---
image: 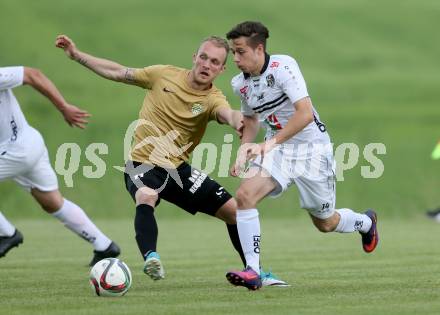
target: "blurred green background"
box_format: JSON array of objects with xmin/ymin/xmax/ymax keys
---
[{"xmin": 1, "ymin": 0, "xmax": 439, "ymax": 219}]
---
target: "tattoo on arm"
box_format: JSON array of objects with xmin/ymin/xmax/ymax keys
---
[
  {"xmin": 76, "ymin": 58, "xmax": 88, "ymax": 66},
  {"xmin": 124, "ymin": 68, "xmax": 135, "ymax": 83}
]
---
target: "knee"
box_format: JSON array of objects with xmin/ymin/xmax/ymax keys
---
[
  {"xmin": 41, "ymin": 199, "xmax": 63, "ymax": 213},
  {"xmin": 236, "ymin": 187, "xmax": 256, "ymax": 209},
  {"xmin": 217, "ymin": 198, "xmax": 237, "ymax": 225},
  {"xmin": 135, "ymin": 187, "xmax": 158, "ymax": 207},
  {"xmin": 34, "ymin": 191, "xmax": 63, "ymax": 213}
]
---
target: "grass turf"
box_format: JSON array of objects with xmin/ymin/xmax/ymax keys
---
[{"xmin": 1, "ymin": 216, "xmax": 439, "ymax": 315}]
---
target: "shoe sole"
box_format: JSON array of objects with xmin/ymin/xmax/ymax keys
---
[
  {"xmin": 262, "ymin": 282, "xmax": 291, "ymax": 287},
  {"xmin": 144, "ymin": 258, "xmax": 164, "ymax": 280},
  {"xmin": 363, "ymin": 210, "xmax": 378, "ymax": 253},
  {"xmin": 226, "ymin": 272, "xmax": 261, "ymax": 291},
  {"xmin": 0, "ymin": 239, "xmax": 23, "ymax": 258}
]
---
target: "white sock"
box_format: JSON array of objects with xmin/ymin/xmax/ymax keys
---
[
  {"xmin": 237, "ymin": 208, "xmax": 260, "ymax": 274},
  {"xmin": 52, "ymin": 199, "xmax": 111, "ymax": 251},
  {"xmin": 334, "ymin": 208, "xmax": 372, "ymax": 233},
  {"xmin": 0, "ymin": 211, "xmax": 15, "ymax": 237}
]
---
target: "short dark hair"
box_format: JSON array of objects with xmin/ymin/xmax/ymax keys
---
[
  {"xmin": 226, "ymin": 21, "xmax": 269, "ymax": 50},
  {"xmin": 199, "ymin": 36, "xmax": 230, "ymax": 65}
]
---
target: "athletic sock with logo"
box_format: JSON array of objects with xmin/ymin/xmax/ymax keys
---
[
  {"xmin": 226, "ymin": 224, "xmax": 246, "ymax": 267},
  {"xmin": 52, "ymin": 199, "xmax": 112, "ymax": 251},
  {"xmin": 334, "ymin": 208, "xmax": 372, "ymax": 233},
  {"xmin": 236, "ymin": 208, "xmax": 260, "ymax": 274},
  {"xmin": 0, "ymin": 211, "xmax": 15, "ymax": 237},
  {"xmin": 134, "ymin": 204, "xmax": 158, "ymax": 259}
]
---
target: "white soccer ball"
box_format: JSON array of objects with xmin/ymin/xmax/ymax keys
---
[{"xmin": 89, "ymin": 258, "xmax": 132, "ymax": 297}]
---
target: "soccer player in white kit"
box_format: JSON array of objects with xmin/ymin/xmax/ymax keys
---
[
  {"xmin": 224, "ymin": 21, "xmax": 379, "ymax": 290},
  {"xmin": 0, "ymin": 66, "xmax": 120, "ymax": 265}
]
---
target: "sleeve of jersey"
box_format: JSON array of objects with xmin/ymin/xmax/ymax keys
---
[
  {"xmin": 240, "ymin": 98, "xmax": 254, "ymax": 116},
  {"xmin": 133, "ymin": 65, "xmax": 166, "ymax": 89},
  {"xmin": 208, "ymin": 90, "xmax": 231, "ymax": 121},
  {"xmin": 278, "ymin": 59, "xmax": 309, "ymax": 104},
  {"xmin": 231, "ymin": 76, "xmax": 254, "ymax": 116},
  {"xmin": 0, "ymin": 66, "xmax": 24, "ymax": 91}
]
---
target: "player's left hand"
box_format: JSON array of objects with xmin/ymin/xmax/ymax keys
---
[
  {"xmin": 231, "ymin": 111, "xmax": 244, "ymax": 139},
  {"xmin": 60, "ymin": 104, "xmax": 91, "ymax": 129},
  {"xmin": 55, "ymin": 35, "xmax": 78, "ymax": 60},
  {"xmin": 247, "ymin": 138, "xmax": 278, "ymax": 162}
]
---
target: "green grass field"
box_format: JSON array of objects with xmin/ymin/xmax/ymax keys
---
[
  {"xmin": 1, "ymin": 217, "xmax": 440, "ymax": 315},
  {"xmin": 1, "ymin": 0, "xmax": 440, "ymax": 314}
]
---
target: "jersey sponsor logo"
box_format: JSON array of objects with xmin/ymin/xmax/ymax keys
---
[
  {"xmin": 265, "ymin": 74, "xmax": 275, "ymax": 87},
  {"xmin": 191, "ymin": 103, "xmax": 204, "ymax": 115},
  {"xmin": 270, "ymin": 61, "xmax": 280, "ymax": 68},
  {"xmin": 257, "ymin": 93, "xmax": 264, "ymax": 101},
  {"xmin": 163, "ymin": 87, "xmax": 176, "ymax": 93},
  {"xmin": 188, "ymin": 169, "xmax": 207, "ymax": 193}
]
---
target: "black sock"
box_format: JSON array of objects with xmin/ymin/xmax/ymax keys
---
[
  {"xmin": 134, "ymin": 204, "xmax": 158, "ymax": 259},
  {"xmin": 227, "ymin": 224, "xmax": 246, "ymax": 267}
]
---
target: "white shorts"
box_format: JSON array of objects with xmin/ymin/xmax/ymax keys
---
[
  {"xmin": 251, "ymin": 143, "xmax": 336, "ymax": 219},
  {"xmin": 0, "ymin": 127, "xmax": 58, "ymax": 192}
]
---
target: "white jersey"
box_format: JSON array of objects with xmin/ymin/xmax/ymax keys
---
[
  {"xmin": 0, "ymin": 66, "xmax": 30, "ymax": 151},
  {"xmin": 231, "ymin": 54, "xmax": 330, "ymax": 146}
]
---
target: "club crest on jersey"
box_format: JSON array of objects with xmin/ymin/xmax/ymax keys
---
[
  {"xmin": 265, "ymin": 114, "xmax": 282, "ymax": 130},
  {"xmin": 270, "ymin": 61, "xmax": 280, "ymax": 68},
  {"xmin": 266, "ymin": 74, "xmax": 275, "ymax": 87},
  {"xmin": 191, "ymin": 103, "xmax": 204, "ymax": 115}
]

○ ○ ○ ○ ○

### EXERCISE DIRECTIONS:
Copy every line of the data above in which the string "soccer" appears.

### EXERCISE RESPONSE:
target: "white soccer ball"
target: "soccer player in white kit"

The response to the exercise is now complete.